Work task 1:
Retype the advice column word for word, from "What did this" to "and left home.".
Work task 2:
Using the advice column, mark each statement yes or no, and quote the words from the column that decide it. (a) The husband has stopped paying the family's bills since leaving. (b) The husband's boss said he could not do anything. (c) The couple has been married for 14 years.
Work task 3:
Continue the advice column from its last sentence.

- The Washington Times - Thursday, February 12, 2009

Dear Ms. Vicki,

A month ago, my husband of 14 years told me he was in love with a hussy he met at the Pentagon. He then packed his bags and left our home.

He is continuing to pay the bills and leaves money in a checking account for me and our three children, but, Ms. Vicki, he wants to divorce me.

I thought we had a great marriage, so I asked him why he wants a divorce. He said he hasn’t been happy for a long time and he was in love with someone else.

I want to fight to save my marriage. Why should I let this obvious tramp wreck my home and my marriage? I have three children with this man. Furthermore, I have invested everything into this marriage.

My husband won’t tell me who this woman is, and I’m not sure where she works in the Pentagon. But I want to meet her so I can talk to her, woman to woman. I want to know why she is so hell-bent on taking away my husband and my children’s father.

What did this woman do to turn my husband against me? How did this happen, and why am I so surprised? I thought adultery was illegal in the military, so I went to talk to my husband’s boss about our situation. He said he couldn’t do anything and it was none of his business.

I´m pretending with family and friends that everything is OK. Where should I go from here?

- Fighting to Save My Marriage

Dear Fighting,

My heart really goes out to you. Please allow me to be honest with you, OK?

Your husband has checked out of this marriage. He told you he is in love with someone else and he wants a divorce. Moreover, he has packed and left home.

The affair is one thing, but his leaving home says things about the situation that you cannot ignore. The feelings and questions you have are normal. However, you must ask yourself, if you knew everything you asked about this woman, would that help or solve this problem? I don’t think it would.

Information:
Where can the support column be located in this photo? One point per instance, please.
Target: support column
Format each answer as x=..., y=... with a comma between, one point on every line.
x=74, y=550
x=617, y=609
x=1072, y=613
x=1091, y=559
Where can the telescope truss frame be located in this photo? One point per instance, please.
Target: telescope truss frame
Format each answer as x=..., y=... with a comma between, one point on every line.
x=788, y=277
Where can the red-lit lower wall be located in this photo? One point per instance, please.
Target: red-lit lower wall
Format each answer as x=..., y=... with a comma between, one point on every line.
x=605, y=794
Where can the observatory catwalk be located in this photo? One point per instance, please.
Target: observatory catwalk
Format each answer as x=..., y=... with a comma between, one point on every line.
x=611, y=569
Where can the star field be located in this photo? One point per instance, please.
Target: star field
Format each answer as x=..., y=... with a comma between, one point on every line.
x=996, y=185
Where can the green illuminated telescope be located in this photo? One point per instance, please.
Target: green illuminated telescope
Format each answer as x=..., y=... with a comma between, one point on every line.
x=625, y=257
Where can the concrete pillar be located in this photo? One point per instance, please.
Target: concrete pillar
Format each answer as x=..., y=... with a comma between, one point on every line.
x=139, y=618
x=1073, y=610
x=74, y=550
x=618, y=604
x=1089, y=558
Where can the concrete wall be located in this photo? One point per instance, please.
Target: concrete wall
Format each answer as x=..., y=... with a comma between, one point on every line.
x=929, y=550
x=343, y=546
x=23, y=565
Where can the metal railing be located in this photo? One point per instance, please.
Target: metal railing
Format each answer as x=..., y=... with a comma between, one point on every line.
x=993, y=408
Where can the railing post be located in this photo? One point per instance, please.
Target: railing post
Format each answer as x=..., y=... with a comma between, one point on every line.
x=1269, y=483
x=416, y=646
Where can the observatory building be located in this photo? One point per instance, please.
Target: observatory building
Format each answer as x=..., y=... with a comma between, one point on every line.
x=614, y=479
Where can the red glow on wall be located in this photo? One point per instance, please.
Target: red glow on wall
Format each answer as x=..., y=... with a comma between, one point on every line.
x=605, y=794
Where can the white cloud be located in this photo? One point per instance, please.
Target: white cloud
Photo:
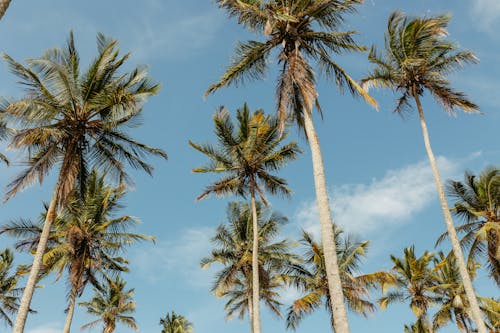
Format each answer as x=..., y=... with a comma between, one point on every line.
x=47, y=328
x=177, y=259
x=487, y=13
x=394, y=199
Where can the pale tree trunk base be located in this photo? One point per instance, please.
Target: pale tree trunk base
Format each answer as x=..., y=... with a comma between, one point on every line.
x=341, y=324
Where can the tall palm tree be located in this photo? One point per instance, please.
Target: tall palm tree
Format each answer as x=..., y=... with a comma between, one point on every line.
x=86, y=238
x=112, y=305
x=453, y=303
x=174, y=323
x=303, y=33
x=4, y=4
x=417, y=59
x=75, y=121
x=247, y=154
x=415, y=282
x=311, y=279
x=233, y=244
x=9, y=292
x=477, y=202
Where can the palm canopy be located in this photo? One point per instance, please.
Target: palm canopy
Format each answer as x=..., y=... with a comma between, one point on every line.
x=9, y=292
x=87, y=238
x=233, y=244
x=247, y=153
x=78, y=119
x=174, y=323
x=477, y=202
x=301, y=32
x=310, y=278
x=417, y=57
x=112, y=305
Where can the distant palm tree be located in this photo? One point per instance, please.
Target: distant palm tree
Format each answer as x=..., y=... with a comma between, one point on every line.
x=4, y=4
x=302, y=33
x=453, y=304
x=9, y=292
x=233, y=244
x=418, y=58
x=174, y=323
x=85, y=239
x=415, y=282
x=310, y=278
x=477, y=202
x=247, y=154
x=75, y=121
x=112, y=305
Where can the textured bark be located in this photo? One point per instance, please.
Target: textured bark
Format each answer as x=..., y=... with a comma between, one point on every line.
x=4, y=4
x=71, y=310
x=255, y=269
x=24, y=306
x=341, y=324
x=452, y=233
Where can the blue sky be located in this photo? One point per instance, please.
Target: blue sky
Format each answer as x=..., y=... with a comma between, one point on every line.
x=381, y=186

Response area 1:
What did this woman do to turn my husband against me? How did this happen, and why am I so surprised? I thought adultery was illegal in the military, so I went to talk to my husband’s boss about our situation. He said he couldn’t do anything and it was none of his business.

I´m pretending with family and friends that everything is OK. Where should I go from here?

- Fighting to Save My Marriage

Dear Fighting,

My heart really goes out to you. Please allow me to be honest with you, OK?

Your husband has checked out of this marriage. He told you he is in love with someone else and he wants a divorce. Moreover, he has packed and left home.

Response area 2:
(a) No: "He is continuing to pay the bills and leaves money in a checking account for me and our three children"
(b) Yes: "He said he couldn’t do anything and it was none of his business."
(c) Yes: "my husband of 14 years"

Response area 3:
Again, I know where you’re coming from, and I know you want to shake some sense into your husband’s head and you probably want to do even more to the woman. You’re hoping your husband will come to his senses, come home, admit he’s made a mistake and beg for forgiveness. Here’s the deal. I don’t think he will. He’s gone. You have to start moving things in your favor by seeking some legal advice. I’m sure your husband has an attorney, so don’t be surprised when you are served divorce papers.

I’ve been working with couples for more than 10 years. One person is almost always surprised to learn the other partner was unhappy. It’s as if they never have any idea. I try to encourage deep communication between couples so they can get to core problems and not just address surface issues. Military couples have the same concerns as civilian couples; however, we must add long deployments and separations to the mix.

I wish your husband would agree to counseling, but as you said in a subsequent e-mail, he refuses. You also said your husband has told everyone he doesn’t need help and he doesn’t want to be married to you anymore. As a result, I must advise you not to be in denial.

I know I’m an outsider, but you have to take care of yourself right now. Get some legal advice, lean on trusted family and friends to help you through this tough time, and consider individual counseling for yourself.

I wish your situation were isolated, but I have to admit I receive lots of letters like yours every week. I know it doesn’t make you feel better knowing this, but I am concerned about you, so please keep in touch.

Dear Ms. Vicki,

My 11-year-old son has attention-deficit hyperactivity disorder (ADHD) and it’s affecting our whole family. Our other children appear to resent him and all the attention he is getting.

My son is disruptive and starts trouble with other children. He does this not only with his siblings, but with children at school and in the neighborhood.

When he misbehaves, the school wants to send him home or expel him. I don’t think that’s the answer because then he suffers academically. However, I’m always at the school to assist my son or intervene on his behalf. It’s like a full-time job to monitor him. I’m wondering if I should I home-school him. Do you have any advice?

- Fatigued Mother

Dear Mother,

You have to accept that there are no quick fixes for a child with ADHD. There is continual planning, strategizing and meeting with different professionals who play a part in your son’s well-being.

First, your family must learn skills to cope with the challenges of ADHD and acquire strategies to deal with the family’s fatigue and frustration. You must view each of your children as unique and focus on individual strengths and abilities. Please check out Children and Adults with Attention Deficit/Hyperactivity Disorder (www.chadd.org). It provides a wealth of information about ADHD, plus how to find support groups.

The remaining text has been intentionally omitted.